[What to produce]
Count the lines in the listing below that contain the word "teapot" and give only that number.
>> BEGIN
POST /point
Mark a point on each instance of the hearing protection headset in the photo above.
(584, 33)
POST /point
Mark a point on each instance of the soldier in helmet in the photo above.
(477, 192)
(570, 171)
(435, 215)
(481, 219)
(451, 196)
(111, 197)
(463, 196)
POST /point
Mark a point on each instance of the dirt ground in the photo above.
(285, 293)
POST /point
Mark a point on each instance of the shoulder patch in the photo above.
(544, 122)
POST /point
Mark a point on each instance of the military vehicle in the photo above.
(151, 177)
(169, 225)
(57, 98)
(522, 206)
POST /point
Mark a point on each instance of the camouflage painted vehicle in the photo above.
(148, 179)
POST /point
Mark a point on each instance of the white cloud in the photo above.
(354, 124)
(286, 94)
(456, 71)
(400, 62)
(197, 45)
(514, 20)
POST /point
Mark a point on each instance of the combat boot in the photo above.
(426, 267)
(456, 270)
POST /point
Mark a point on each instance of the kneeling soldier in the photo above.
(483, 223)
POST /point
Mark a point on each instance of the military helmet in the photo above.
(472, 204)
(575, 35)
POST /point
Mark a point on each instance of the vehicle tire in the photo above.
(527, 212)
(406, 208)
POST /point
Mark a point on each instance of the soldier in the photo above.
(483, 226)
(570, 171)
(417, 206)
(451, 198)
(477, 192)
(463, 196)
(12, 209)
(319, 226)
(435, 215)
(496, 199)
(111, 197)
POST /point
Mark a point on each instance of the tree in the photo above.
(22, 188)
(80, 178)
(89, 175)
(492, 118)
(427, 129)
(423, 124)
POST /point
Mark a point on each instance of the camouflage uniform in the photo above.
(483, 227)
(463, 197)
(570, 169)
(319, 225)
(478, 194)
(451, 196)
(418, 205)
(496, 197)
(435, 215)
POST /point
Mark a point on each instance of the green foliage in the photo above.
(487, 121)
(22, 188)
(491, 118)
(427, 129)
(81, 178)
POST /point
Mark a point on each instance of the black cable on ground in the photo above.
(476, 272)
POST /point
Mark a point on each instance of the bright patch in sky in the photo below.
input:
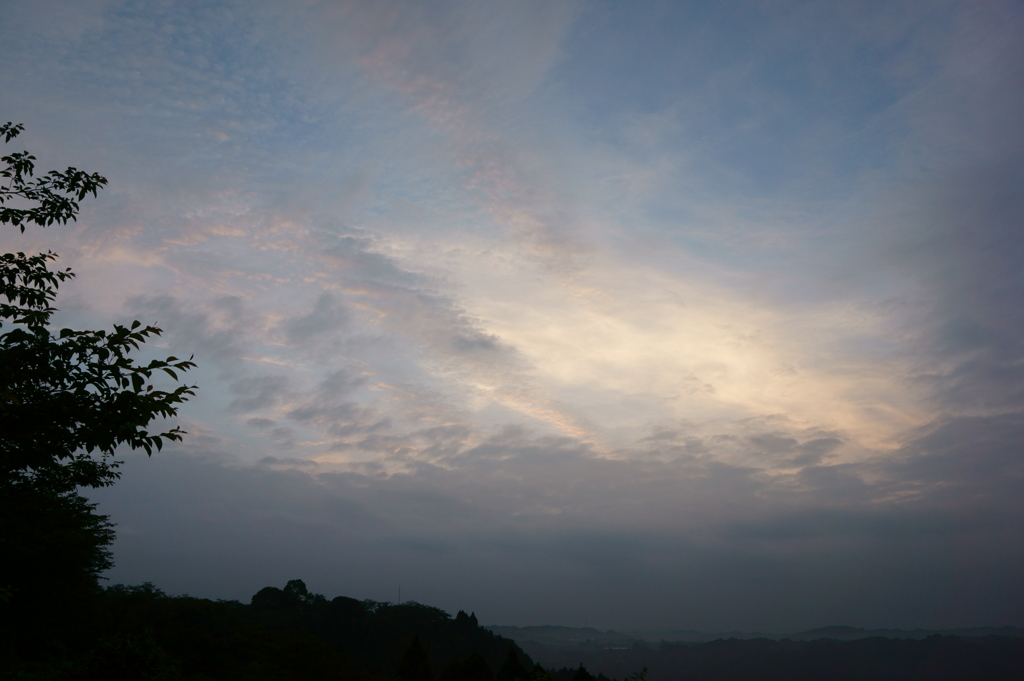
(545, 309)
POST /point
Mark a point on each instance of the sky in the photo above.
(635, 315)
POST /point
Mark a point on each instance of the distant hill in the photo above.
(834, 652)
(588, 637)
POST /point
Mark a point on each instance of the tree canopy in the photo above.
(68, 400)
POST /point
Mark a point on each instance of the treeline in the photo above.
(139, 633)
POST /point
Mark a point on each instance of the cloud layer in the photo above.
(668, 316)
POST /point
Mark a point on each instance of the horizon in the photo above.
(659, 315)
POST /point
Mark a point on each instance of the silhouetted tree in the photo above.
(415, 665)
(583, 675)
(68, 399)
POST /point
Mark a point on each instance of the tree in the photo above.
(68, 399)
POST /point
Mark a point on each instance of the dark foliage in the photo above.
(68, 399)
(140, 633)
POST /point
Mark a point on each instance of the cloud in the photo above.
(518, 509)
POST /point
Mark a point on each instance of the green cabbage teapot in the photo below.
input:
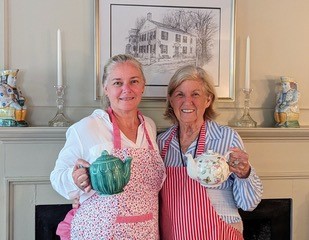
(109, 174)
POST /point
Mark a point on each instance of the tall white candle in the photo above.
(247, 77)
(59, 59)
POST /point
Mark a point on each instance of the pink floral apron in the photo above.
(186, 212)
(132, 214)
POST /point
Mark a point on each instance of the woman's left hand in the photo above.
(239, 163)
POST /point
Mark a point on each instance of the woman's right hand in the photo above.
(81, 175)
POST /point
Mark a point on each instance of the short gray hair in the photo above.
(191, 72)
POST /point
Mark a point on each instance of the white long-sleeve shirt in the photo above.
(85, 140)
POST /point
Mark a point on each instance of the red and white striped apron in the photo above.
(186, 212)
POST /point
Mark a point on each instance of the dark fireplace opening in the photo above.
(271, 220)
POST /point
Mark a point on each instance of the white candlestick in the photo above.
(247, 77)
(59, 59)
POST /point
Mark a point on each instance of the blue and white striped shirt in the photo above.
(247, 192)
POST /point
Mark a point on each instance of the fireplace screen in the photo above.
(271, 220)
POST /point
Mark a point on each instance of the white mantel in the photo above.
(27, 156)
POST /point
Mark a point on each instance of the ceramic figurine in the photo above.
(210, 169)
(12, 103)
(287, 111)
(109, 174)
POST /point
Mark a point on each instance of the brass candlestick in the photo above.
(246, 120)
(60, 120)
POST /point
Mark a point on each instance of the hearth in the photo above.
(271, 220)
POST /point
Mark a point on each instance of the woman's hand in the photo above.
(239, 163)
(81, 175)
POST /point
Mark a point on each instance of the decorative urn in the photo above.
(109, 174)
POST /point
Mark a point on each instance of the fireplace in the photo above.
(271, 220)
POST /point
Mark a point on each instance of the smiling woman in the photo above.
(209, 212)
(122, 131)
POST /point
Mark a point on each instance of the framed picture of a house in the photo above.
(165, 35)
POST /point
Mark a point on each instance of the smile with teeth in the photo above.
(187, 110)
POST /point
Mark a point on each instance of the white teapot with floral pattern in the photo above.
(210, 169)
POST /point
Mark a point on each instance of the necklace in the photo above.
(195, 150)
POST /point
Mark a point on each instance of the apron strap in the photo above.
(200, 143)
(116, 130)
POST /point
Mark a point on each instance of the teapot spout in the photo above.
(191, 166)
(127, 169)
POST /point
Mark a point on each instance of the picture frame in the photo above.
(165, 35)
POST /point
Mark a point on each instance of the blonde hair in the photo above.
(191, 72)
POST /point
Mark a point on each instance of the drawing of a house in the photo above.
(156, 42)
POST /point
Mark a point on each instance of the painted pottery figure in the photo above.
(12, 102)
(287, 111)
(109, 174)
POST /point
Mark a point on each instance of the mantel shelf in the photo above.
(58, 133)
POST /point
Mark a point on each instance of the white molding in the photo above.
(10, 182)
(32, 133)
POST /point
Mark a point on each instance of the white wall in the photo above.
(279, 46)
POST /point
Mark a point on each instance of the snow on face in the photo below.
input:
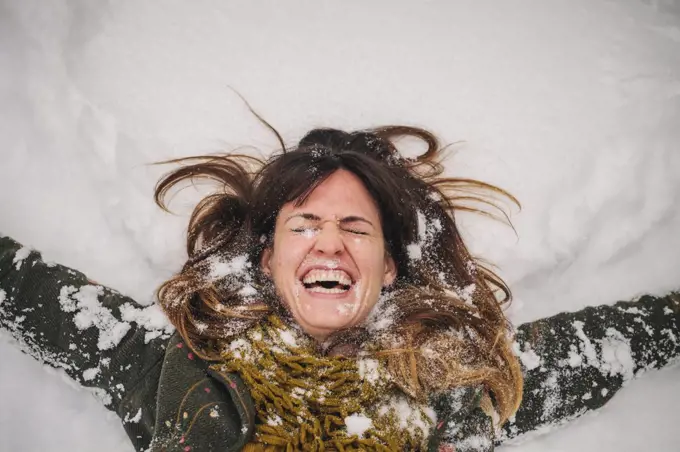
(427, 231)
(349, 246)
(91, 313)
(357, 424)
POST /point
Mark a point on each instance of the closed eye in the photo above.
(355, 231)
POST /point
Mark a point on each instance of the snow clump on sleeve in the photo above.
(92, 313)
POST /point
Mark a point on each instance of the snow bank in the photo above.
(571, 105)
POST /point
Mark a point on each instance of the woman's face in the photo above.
(328, 261)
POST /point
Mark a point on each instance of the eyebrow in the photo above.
(344, 220)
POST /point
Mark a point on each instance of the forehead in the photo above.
(341, 194)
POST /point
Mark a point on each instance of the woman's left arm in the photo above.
(575, 362)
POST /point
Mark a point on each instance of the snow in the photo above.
(91, 313)
(19, 257)
(357, 424)
(571, 105)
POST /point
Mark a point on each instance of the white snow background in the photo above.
(571, 105)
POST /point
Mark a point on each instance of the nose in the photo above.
(329, 240)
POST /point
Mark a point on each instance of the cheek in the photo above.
(288, 254)
(369, 257)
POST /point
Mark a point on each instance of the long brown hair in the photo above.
(447, 327)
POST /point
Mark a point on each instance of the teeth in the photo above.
(318, 274)
(319, 289)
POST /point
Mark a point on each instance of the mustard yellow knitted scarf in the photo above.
(308, 402)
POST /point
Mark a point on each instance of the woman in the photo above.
(329, 303)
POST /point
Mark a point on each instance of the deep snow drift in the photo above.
(572, 106)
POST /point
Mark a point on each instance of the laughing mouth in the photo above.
(327, 281)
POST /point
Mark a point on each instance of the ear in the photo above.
(390, 271)
(265, 261)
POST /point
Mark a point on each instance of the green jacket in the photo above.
(169, 401)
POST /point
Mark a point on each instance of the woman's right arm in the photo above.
(100, 338)
(574, 362)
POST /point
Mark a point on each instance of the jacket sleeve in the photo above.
(100, 338)
(575, 362)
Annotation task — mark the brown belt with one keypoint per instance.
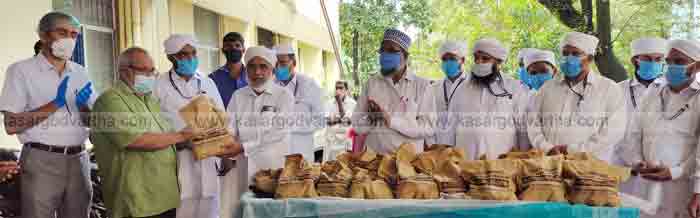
>> END
[Written response]
3